Work instructions
Please copy, word for word, the line that contains "Target: the arched doorway" and every line after it through the end of the records, and nothing more.

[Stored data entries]
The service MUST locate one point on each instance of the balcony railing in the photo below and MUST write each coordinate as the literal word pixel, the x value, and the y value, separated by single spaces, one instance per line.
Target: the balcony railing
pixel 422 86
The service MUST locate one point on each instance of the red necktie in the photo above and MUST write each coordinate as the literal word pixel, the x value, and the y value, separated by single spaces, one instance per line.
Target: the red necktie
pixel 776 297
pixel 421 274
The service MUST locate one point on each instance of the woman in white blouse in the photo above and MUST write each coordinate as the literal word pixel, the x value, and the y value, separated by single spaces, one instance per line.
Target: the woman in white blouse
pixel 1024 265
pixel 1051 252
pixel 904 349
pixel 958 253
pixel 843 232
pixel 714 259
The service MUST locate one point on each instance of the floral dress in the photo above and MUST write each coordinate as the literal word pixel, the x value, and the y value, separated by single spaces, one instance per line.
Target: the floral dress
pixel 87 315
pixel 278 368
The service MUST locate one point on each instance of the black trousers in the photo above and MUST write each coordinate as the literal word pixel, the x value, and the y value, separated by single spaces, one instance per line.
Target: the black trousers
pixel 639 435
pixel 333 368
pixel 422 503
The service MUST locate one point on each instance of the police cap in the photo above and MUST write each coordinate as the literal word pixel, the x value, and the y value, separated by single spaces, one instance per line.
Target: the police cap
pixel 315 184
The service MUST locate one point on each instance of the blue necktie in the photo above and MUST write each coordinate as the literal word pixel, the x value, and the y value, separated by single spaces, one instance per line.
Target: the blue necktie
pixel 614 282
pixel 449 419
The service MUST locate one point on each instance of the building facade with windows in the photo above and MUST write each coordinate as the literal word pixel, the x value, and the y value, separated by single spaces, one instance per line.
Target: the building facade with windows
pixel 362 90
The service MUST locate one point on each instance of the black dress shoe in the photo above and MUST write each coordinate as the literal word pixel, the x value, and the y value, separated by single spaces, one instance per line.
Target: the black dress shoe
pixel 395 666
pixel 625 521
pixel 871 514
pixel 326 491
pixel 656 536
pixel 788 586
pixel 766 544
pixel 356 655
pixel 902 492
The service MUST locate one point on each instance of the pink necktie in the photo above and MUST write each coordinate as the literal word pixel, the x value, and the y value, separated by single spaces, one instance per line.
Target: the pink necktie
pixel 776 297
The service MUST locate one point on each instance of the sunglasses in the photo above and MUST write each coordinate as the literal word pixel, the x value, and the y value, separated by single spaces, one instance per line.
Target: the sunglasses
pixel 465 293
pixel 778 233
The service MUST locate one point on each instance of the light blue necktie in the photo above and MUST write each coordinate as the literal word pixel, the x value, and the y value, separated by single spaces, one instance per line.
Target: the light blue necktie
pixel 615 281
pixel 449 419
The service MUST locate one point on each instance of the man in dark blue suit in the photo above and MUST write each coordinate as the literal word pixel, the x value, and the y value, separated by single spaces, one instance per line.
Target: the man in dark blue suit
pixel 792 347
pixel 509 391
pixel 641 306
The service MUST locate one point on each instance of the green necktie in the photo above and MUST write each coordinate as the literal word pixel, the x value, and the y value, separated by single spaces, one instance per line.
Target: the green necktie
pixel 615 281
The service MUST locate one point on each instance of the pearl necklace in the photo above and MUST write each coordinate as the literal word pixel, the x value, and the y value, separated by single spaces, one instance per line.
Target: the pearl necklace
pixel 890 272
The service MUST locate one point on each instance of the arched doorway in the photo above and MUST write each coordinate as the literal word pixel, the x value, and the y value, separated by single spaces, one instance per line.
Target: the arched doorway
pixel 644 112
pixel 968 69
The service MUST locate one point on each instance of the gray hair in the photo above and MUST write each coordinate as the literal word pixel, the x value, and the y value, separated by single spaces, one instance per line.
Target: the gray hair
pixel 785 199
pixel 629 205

Final answer
Target: the arched doorway
pixel 644 112
pixel 968 69
The service MUST locate one point on each instance of the gray hair in the photo above and MUST write each coordinate as the literal word pixel, the x value, and the y value, separated by single spaces, one instance per line.
Target: the gray hair
pixel 785 199
pixel 629 205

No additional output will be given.